What is required — Quote the listing below in full and exactly as written, but omit every picture.

━━━ Data records ━━━

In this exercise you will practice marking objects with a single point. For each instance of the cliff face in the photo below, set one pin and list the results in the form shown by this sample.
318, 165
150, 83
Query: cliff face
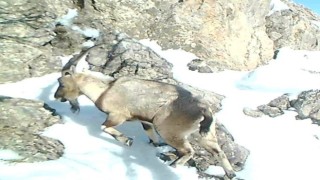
296, 27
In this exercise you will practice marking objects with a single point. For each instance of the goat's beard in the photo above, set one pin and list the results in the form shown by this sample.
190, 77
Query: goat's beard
75, 108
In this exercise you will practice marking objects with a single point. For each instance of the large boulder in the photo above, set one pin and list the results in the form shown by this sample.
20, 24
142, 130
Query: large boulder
307, 105
295, 26
21, 124
226, 34
128, 57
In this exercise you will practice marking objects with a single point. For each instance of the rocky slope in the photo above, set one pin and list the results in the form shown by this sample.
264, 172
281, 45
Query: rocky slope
224, 35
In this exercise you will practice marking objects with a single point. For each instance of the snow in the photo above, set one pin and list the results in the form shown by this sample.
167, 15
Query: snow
277, 5
67, 20
280, 148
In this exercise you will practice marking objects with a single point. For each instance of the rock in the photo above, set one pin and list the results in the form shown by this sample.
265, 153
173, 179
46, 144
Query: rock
282, 102
21, 124
27, 26
270, 111
199, 65
296, 27
204, 28
274, 108
307, 105
128, 57
253, 112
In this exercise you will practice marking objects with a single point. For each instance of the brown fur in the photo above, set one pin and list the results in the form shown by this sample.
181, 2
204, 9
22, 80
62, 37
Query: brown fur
172, 111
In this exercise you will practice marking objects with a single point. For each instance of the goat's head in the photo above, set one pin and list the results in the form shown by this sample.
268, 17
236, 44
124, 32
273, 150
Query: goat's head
68, 90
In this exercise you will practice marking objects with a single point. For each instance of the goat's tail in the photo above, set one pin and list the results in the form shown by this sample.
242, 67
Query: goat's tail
205, 124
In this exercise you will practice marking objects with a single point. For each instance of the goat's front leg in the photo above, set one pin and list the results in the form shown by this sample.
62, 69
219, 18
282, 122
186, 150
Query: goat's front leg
108, 127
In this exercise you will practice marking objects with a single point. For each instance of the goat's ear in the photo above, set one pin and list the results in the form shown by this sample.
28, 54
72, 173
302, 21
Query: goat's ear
67, 73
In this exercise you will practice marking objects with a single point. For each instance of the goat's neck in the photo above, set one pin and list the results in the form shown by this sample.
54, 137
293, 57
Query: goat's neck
90, 86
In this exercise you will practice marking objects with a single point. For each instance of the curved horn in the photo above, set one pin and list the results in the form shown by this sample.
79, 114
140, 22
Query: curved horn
70, 66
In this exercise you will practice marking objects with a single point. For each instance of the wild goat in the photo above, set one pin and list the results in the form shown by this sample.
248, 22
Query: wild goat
172, 111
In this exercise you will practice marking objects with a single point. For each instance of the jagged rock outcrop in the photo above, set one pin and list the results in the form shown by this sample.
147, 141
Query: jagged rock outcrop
307, 105
25, 26
21, 124
296, 27
128, 57
120, 56
226, 34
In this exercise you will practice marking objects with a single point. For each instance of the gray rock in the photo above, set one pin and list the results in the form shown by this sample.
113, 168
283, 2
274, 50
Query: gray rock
282, 102
294, 28
253, 112
21, 124
130, 58
199, 65
201, 27
270, 111
274, 108
307, 105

━━━

The answer —
In this exercise you will practice marking objects with a single point. For each instance of the cliff face in the photo below, set one pin and list the results in the form shown by this sample.
318, 165
150, 83
Query: cliff face
296, 27
In this exercise you will practice marking objects with a single point. For each instance of the goat's beard in the photo above, set one pin and list the results in the form shown by this sample.
190, 77
Query: goat's beard
75, 108
In this exercise you will practice marking objects with a single point. For each instance of the large boulder in the photo above, set one pin and list the results in the form shown by this sample.
20, 24
142, 130
Query: large boulder
307, 105
295, 26
21, 124
226, 34
128, 57
In this exercise you will practice marking objects with a single point. For each instance of the rocky slope in the photo above, set one pin and list the results in the form shown by this sample.
264, 172
281, 45
Query: rocky slope
224, 35
In this exercise you will practice marking objects with a single point. For each instance of the snow in the photo above, set one pin and list the results in the form shown by this sample.
167, 15
Query: snow
277, 5
67, 20
280, 148
In this exercise you will practice marking objects with a single point. For each instance of the rock in the photo above, set one pin and list the results in the form shown by this sample.
265, 153
173, 179
46, 144
Query: rock
282, 102
21, 124
27, 26
270, 111
199, 65
296, 27
204, 28
274, 108
307, 105
128, 57
253, 112
In this exercise you will practice marking objects with a single point. For each instance of the brown fur in the photo above, set one pin and list the results in the form shown by this sample.
181, 2
204, 9
22, 80
62, 37
Query: brown fur
172, 111
In this exercise you will practice marking objects with a single point. For each instance of the goat's head in the photo above, set one pin and list the results in the form shown by this sample.
268, 17
236, 44
124, 32
273, 150
Query: goat's head
68, 90
In this exercise you will practice marking objects with a single point. For each instance of the goat's tail in the photo above, set one pin and list the results in the form shown by this sample.
242, 67
Query: goat's tail
205, 124
In this exercise you will practice marking objects with a single point. For each instance of the goat's front leg in the photo above, set one pin and list the results in the form shown by this sample.
62, 69
219, 18
282, 122
186, 150
Query: goat's front leg
108, 127
In this exercise you will practice marking objects with a single point. For each instance of the goat's ear in the photo above, set one pin and list the results in the form shown by this sample.
28, 54
72, 173
302, 21
Query: goat's ear
67, 73
In this exercise you will practice marking objects with a single point. For each instance of the goat's neck in the photo above, set one pin and list the results in the form shown by this sample.
54, 137
293, 57
Query: goat's neck
90, 86
In this exercise you will practice marking objects with a single point. For each instance of the curved horn in the photo above, set one pin and list the results in the form shown by this sample.
79, 114
140, 22
Query: curved horn
70, 66
In this exercise you will practice marking objects with a single point. For each instance of the wild goat in the photo above, set one pin and list the results in the form shown by this sample.
248, 22
Query: wild goat
172, 111
In this exercise you will practice marking objects with a single point. For each instance of the jagged rock outcrop in the photo above, set one pin and list the results in the form shown by this sample.
147, 141
Query: jagged rock outcrop
307, 105
25, 26
21, 124
296, 27
128, 57
120, 56
226, 34
In this exercise you will practice marking objects with a single point. For each instance of the gray rock in the photo above, set one pin and list the results in the form shown by this sample.
113, 168
283, 2
274, 50
Query: gray rock
282, 102
294, 28
253, 112
21, 124
130, 58
199, 65
201, 27
270, 111
274, 108
307, 105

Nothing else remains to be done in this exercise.